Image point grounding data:
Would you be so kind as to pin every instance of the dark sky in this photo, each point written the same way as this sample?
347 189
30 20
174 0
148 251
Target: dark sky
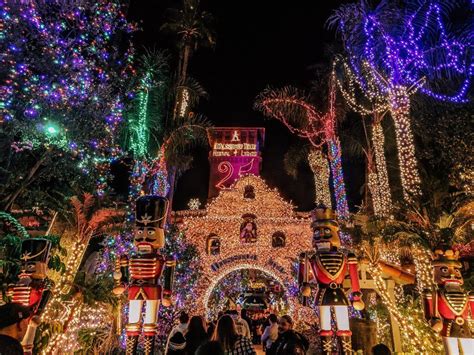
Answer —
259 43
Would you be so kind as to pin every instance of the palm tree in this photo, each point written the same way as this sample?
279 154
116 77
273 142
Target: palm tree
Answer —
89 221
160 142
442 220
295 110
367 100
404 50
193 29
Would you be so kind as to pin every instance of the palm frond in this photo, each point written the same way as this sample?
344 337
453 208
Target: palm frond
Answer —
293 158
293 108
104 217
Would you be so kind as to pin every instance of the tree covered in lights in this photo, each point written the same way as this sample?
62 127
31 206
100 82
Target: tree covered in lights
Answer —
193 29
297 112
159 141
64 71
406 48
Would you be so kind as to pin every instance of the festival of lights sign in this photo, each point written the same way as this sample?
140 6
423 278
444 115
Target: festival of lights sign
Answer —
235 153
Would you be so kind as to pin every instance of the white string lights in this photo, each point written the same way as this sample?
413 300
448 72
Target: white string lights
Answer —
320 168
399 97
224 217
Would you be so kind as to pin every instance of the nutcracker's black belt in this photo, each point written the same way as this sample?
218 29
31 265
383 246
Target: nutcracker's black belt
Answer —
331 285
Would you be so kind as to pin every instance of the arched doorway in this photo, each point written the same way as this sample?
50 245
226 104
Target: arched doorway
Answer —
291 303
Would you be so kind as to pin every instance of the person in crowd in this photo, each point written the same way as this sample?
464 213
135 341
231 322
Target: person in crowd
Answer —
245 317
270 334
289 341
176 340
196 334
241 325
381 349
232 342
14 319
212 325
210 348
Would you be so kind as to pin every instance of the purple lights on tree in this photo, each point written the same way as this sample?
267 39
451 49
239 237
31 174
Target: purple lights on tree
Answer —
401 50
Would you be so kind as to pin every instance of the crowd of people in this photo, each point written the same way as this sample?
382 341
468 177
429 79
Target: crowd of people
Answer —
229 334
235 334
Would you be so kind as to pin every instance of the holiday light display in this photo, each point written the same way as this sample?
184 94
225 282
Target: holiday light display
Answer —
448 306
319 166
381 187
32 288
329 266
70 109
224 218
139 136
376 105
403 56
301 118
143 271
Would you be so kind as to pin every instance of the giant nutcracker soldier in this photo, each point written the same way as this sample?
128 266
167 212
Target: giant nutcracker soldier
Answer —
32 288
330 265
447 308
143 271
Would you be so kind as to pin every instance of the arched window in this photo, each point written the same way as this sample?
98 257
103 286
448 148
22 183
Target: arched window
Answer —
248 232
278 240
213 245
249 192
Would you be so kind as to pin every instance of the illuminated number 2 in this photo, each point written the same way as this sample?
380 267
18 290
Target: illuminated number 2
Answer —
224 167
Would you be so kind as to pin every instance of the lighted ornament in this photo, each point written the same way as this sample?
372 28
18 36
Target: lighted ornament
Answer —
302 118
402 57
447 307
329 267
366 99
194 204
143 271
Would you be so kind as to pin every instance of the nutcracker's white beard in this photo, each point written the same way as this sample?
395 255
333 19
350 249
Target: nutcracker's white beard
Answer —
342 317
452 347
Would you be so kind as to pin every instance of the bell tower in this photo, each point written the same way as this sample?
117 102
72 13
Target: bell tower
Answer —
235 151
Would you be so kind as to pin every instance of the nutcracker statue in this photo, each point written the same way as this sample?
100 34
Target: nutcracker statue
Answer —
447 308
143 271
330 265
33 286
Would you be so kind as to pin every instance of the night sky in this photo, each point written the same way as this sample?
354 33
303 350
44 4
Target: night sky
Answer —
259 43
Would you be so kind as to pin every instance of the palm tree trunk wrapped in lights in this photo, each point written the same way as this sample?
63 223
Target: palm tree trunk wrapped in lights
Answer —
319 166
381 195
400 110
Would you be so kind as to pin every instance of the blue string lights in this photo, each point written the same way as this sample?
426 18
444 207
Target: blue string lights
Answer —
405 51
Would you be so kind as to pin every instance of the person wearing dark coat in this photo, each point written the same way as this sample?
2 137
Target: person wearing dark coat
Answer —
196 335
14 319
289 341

Task brief:
Could the data above be repeated exactly, with every picture dropped?

Answer section:
Would you be so kind as to pin every instance of the dark sky in this photo, each point written the same way as this sample?
347 189
30 20
174 0
148 251
Target: dark sky
Answer —
259 43
Would you be so kind as to pin every instance of the palm tree in this photo, each point written the same way as this sample?
279 154
116 77
273 142
Target: palm tree
Answer —
89 221
160 142
442 220
295 110
367 100
404 50
193 29
Would you be so kind as to pin every instance of the palm frond in this photo, each point written the same way as this sample?
344 337
453 208
Target: palm frond
Answer —
293 158
293 108
104 217
Would you be so kind as to pin every instance of the tree covered in lights in this photo, each point written the same way as this sample?
62 127
31 206
100 82
Target: tree covered in lights
Answer —
193 29
297 112
159 141
64 71
406 48
Would you be so kind as to pin every instance of the festival of lights sign in this photo, each point written the same way as this sample?
140 6
423 278
444 115
Target: festival of lights sign
Answer —
235 153
Would you be so kind as to pin every instance of the white string lights in this photo, each point written the same way as this sample?
413 300
448 72
Target: white string lights
Answer —
320 168
399 97
224 217
Would you be so kind as to pin every instance of the nutcracker's black belt in this photo, each point written the same way as this sample?
218 29
31 265
383 246
Target: nutcracker's black belt
Answer —
331 285
Would you be so kind as to pin every instance of the arched doorway in this photo, each point written the same way as this sample?
50 245
226 104
Target: arched doorway
Answer —
291 303
Would you be so kind as to pin every instance of the person in crowd in this photo, each point written the same way as this sample?
464 213
135 341
231 322
Target: person in crowd
Answer —
245 317
270 334
289 341
176 340
196 334
241 325
381 349
232 342
14 319
212 325
210 348
Would you be so kind as to pin every instance of the purple lights on tree in this photo, each point written the same way as this sample?
267 39
451 49
239 237
31 174
Target: purple lights on tree
Answer —
401 50
Would you be so kind as to pin every instance of the crowd of people in this photo, each point written the same way as this sample?
382 341
468 177
429 79
Target: crowd of people
Answer —
229 334
235 334
Would you be so kind as to pin every instance of the holiday light display in this photo, each point written the same way as this sample?
184 94
225 282
Target: holiday light display
Answer —
448 306
319 166
381 187
32 288
329 266
70 109
224 218
139 136
376 105
403 56
301 118
143 271
Would you be so kind as to pin every instance of the giant nutcracker soldier in this photo, each point written the same way as this sample?
128 266
167 212
Target: giant nutcracker soldier
Answer —
32 288
330 265
447 308
143 271
Would you be so kind as to pin every instance of the arched window in this photo, each point written the same way as this sample?
98 257
103 286
448 148
22 183
Target: arched window
Answer —
248 232
278 240
213 245
249 192
Would you be so kind as to pin every instance of the illuminated number 2 in this photo, each point written the same way as this sample?
380 267
18 290
Target: illuminated number 2
Answer —
224 167
Would you be so kind as to pin every instance of the lighted ornament in this photo, each point written the same way as this sample?
372 28
18 36
Target: lighted ornament
Answer —
302 118
402 57
447 307
329 267
366 99
194 204
143 271
Would you be so kind as to pin every instance of the nutcracker's white beard in this photo, each point written the same way as this sample?
395 255
333 19
350 249
Target: nutcracker's white beard
Answer —
342 317
452 347
Would you be so kind as to pin every instance of the bell tower in this photo, each point written the same way as this sample?
117 102
72 13
Target: bell tower
Answer —
235 151
Would you be so kind as to pin every instance of the nutcracker statue in this photo, each point written the same way as this sample?
100 34
Target: nutcracker statue
Answer —
447 308
143 271
330 265
33 286
Would you be so kind as to pin every instance of the night sky in this photo, each point written the same way as this sample?
354 33
303 350
44 4
Target: night sky
Answer —
259 43
Would you be so kind as to pin every instance of the palm tree trunk wrapped in lights in this photo, each point written the same way as this sample?
63 223
Target: palm tree trunk wrapped in lights
Answer —
319 166
381 195
400 110
Would you be so kind as to pin every instance of the blue string lights in this photo, each point written the same way as this sample?
426 18
444 207
Target: blue string lights
Answer —
405 51
Would you be so kind as to pin every instance of the person wearing dark coat in this photo, each point written the same way as this sample?
2 137
Target: person wearing dark coat
Answer —
196 335
14 319
289 341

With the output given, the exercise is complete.